=== Task inputs ===
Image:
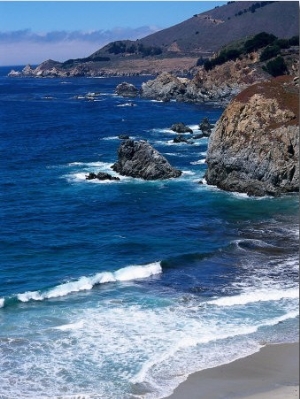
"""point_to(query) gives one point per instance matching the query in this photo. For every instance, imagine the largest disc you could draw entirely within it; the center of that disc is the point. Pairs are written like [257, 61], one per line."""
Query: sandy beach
[271, 373]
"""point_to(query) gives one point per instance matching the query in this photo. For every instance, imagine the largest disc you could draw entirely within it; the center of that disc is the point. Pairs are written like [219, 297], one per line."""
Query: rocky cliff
[255, 147]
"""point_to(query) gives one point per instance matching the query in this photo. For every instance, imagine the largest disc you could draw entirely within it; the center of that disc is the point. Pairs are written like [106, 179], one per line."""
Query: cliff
[255, 147]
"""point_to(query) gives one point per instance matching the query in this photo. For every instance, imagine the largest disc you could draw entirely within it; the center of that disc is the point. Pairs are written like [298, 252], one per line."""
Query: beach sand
[271, 373]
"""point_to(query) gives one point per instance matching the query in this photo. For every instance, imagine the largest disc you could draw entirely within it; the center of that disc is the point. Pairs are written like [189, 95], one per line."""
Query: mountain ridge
[178, 48]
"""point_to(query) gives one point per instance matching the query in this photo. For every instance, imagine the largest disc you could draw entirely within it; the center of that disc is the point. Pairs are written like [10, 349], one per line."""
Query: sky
[34, 31]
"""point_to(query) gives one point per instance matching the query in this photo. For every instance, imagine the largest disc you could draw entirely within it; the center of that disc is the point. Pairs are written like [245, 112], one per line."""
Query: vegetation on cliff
[255, 148]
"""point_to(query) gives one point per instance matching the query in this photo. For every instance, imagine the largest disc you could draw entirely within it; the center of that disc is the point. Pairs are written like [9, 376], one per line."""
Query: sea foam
[256, 296]
[84, 283]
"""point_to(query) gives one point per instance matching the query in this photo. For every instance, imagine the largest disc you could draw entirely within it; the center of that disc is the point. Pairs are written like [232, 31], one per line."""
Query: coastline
[271, 373]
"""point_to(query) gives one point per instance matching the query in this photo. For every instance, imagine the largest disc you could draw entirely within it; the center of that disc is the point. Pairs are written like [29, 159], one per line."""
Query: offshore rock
[164, 88]
[206, 127]
[125, 89]
[255, 147]
[181, 128]
[139, 159]
[100, 176]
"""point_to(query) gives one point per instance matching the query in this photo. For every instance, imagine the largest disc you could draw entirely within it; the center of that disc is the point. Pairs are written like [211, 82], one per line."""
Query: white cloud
[27, 47]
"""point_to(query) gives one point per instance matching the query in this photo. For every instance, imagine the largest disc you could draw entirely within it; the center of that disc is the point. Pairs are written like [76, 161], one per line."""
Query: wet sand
[271, 373]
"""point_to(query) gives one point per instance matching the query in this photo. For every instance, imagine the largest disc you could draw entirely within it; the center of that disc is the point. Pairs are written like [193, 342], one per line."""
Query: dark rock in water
[198, 136]
[181, 139]
[181, 128]
[139, 159]
[100, 176]
[205, 126]
[164, 88]
[125, 89]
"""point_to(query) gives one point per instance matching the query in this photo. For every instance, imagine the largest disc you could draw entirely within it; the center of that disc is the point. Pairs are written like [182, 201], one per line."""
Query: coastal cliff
[255, 147]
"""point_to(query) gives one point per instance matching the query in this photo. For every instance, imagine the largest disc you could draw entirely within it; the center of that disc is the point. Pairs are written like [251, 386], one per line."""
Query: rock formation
[140, 159]
[255, 147]
[180, 127]
[100, 176]
[125, 89]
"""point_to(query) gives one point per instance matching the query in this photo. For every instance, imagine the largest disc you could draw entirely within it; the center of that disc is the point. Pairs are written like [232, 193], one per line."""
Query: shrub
[269, 52]
[258, 41]
[276, 67]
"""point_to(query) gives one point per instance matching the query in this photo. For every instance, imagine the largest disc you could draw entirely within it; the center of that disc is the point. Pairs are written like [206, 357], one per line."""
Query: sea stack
[255, 147]
[140, 159]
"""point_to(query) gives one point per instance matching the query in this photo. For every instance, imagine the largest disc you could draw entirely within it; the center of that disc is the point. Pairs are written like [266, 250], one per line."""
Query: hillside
[178, 48]
[206, 33]
[255, 147]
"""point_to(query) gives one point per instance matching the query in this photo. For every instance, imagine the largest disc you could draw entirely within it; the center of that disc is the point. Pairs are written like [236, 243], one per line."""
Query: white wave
[128, 273]
[71, 326]
[199, 162]
[256, 296]
[97, 164]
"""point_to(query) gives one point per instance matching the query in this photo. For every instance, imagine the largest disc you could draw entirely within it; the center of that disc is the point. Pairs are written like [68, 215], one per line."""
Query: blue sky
[33, 31]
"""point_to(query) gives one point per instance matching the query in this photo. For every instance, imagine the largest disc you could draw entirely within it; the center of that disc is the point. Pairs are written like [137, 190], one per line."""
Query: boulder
[255, 147]
[205, 126]
[181, 139]
[164, 88]
[125, 89]
[100, 176]
[181, 128]
[139, 159]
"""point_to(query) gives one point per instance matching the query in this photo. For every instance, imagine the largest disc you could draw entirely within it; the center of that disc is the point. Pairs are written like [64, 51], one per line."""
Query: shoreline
[271, 373]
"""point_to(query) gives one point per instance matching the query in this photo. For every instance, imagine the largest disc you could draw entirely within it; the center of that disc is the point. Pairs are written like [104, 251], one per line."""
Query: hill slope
[178, 48]
[206, 33]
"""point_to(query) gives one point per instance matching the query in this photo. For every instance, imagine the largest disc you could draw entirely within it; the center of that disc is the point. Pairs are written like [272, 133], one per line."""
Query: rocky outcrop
[255, 147]
[206, 127]
[164, 88]
[140, 159]
[180, 127]
[125, 89]
[100, 176]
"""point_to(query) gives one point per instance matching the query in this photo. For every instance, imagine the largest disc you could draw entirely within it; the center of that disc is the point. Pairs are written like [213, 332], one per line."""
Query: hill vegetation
[271, 46]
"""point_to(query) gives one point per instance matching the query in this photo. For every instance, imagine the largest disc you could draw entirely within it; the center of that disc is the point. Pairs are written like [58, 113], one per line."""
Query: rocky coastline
[255, 146]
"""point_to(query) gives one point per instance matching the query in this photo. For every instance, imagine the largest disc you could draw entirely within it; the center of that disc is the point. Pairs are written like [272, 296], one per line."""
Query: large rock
[140, 159]
[164, 88]
[125, 89]
[180, 127]
[255, 147]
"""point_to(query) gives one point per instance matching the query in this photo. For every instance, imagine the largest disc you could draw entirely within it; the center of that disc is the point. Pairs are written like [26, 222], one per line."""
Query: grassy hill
[177, 49]
[205, 33]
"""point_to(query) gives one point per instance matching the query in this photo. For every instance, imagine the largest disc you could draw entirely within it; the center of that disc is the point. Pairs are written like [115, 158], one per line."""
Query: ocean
[121, 289]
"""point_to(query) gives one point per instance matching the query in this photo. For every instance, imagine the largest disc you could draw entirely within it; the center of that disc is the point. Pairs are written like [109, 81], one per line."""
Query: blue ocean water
[121, 289]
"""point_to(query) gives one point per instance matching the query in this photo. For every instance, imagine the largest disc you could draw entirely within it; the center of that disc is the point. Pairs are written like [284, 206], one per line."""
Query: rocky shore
[255, 147]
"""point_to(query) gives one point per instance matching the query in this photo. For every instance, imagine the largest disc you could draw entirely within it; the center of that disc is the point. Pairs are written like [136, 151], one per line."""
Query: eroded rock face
[255, 148]
[140, 159]
[164, 88]
[125, 89]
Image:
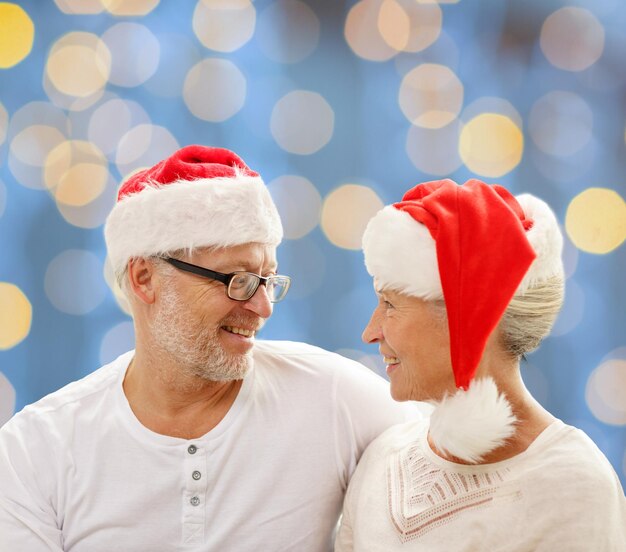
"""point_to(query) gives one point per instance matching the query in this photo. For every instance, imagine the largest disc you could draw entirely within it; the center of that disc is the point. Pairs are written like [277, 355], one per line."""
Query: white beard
[196, 348]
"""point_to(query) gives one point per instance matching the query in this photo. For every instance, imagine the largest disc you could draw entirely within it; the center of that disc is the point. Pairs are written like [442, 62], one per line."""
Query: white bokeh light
[74, 282]
[7, 399]
[28, 152]
[560, 123]
[94, 213]
[135, 53]
[111, 120]
[214, 90]
[299, 204]
[605, 391]
[118, 340]
[302, 122]
[224, 25]
[346, 212]
[431, 95]
[434, 151]
[144, 146]
[572, 39]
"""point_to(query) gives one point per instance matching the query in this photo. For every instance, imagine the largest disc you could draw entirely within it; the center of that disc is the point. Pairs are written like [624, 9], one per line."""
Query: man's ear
[142, 279]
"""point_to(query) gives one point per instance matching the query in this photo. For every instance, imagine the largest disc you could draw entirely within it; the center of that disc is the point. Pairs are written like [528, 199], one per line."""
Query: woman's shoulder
[398, 437]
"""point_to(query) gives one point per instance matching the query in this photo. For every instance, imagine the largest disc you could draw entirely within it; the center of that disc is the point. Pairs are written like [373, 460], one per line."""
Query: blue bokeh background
[494, 49]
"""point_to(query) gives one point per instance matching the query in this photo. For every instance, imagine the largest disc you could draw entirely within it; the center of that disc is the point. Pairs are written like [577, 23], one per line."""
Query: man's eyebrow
[250, 266]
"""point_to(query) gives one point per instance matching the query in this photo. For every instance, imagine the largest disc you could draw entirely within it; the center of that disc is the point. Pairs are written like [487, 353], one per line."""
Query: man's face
[197, 324]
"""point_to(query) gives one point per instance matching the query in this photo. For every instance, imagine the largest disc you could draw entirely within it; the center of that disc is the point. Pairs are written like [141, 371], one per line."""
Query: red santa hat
[198, 197]
[475, 246]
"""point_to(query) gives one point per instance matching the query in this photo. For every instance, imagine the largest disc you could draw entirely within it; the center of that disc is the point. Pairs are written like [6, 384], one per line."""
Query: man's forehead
[248, 255]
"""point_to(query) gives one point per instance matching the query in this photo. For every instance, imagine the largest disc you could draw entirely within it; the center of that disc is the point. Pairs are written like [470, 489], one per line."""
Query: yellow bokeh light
[129, 7]
[491, 145]
[76, 172]
[79, 64]
[394, 24]
[16, 315]
[572, 39]
[605, 391]
[409, 25]
[17, 33]
[431, 95]
[80, 7]
[362, 32]
[596, 220]
[224, 25]
[346, 212]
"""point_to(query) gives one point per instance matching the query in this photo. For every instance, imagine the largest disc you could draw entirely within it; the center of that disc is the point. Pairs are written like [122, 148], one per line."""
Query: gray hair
[164, 268]
[530, 316]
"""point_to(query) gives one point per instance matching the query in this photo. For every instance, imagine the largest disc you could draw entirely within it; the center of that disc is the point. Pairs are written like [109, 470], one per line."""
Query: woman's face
[412, 336]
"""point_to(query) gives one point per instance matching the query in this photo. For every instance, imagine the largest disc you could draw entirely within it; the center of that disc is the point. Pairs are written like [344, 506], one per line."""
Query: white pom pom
[469, 424]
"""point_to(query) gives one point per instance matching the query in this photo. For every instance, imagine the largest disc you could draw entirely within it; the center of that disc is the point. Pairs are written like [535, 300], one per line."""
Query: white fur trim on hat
[469, 424]
[400, 254]
[545, 238]
[215, 212]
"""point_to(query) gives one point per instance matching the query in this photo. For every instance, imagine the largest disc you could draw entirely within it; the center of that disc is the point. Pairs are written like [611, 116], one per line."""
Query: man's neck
[169, 401]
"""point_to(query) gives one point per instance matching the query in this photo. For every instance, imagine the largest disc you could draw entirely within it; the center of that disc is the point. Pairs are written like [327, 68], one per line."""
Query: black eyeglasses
[240, 286]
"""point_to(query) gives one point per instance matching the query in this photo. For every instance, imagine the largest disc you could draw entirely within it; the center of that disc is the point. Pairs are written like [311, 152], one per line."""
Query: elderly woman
[469, 279]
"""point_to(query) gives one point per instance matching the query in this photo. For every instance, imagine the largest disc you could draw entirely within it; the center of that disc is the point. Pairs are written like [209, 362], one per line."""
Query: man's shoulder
[308, 357]
[75, 392]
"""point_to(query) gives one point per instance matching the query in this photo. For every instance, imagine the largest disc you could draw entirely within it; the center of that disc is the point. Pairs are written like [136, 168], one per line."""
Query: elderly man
[200, 438]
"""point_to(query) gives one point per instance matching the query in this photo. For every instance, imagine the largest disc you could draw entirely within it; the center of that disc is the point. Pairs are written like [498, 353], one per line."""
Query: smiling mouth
[239, 331]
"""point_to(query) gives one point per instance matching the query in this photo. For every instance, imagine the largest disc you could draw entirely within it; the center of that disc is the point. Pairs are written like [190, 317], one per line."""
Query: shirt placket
[194, 494]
===
## What this task involves
Give back the lines above exactly, from the one with "[327, 68], one" through the last line.

## Complete output
"""point_to(query) gives one point per instance matching the query in this photo. For every instance, imagine the largest disc you could draw entirely within it; the center of that disc is the point. Pairs are written like [327, 68], one per line."""
Query: black eyeglasses
[240, 286]
"""point_to(query) gives one point per instance matching the query in this photo. For every instance, imagine the largest disc you could draw entirely within it; the center of that disc is the point. Pairs are written like [311, 152], one per line."""
Query: elderly woman
[469, 279]
"""point_to(query) gives one point per instance matching the query in this photo. For every instance, imagine the largest disc you could draw entirely within it; the center of that disc is the point. Pairs are written like [209, 362], one per line."""
Query: man's shoulder
[308, 357]
[75, 392]
"""point_to(query) gives one point per instance matching the query in this photo. For every instance, imagine the largest disc you could draw entirely within it; the center of that disc is the point. Pairs are written like [136, 168], one per line."""
Query: elderly man
[200, 438]
"""point_to(query) gives one point per instance matching the query in this photo. For every instance, imagine the largest disc you could draw entirely within it; the center of that disc is the point. Pairs are written like [498, 353], one per line."""
Query: smiling mouth
[239, 331]
"""point_to(query) gives one point per instance matching the query in this photo. For every instance, imagine the largest disc you could draw entirely within it; the center of that disc is the point. Pairs are written like [190, 317], one per line."""
Query: shirt placket
[194, 494]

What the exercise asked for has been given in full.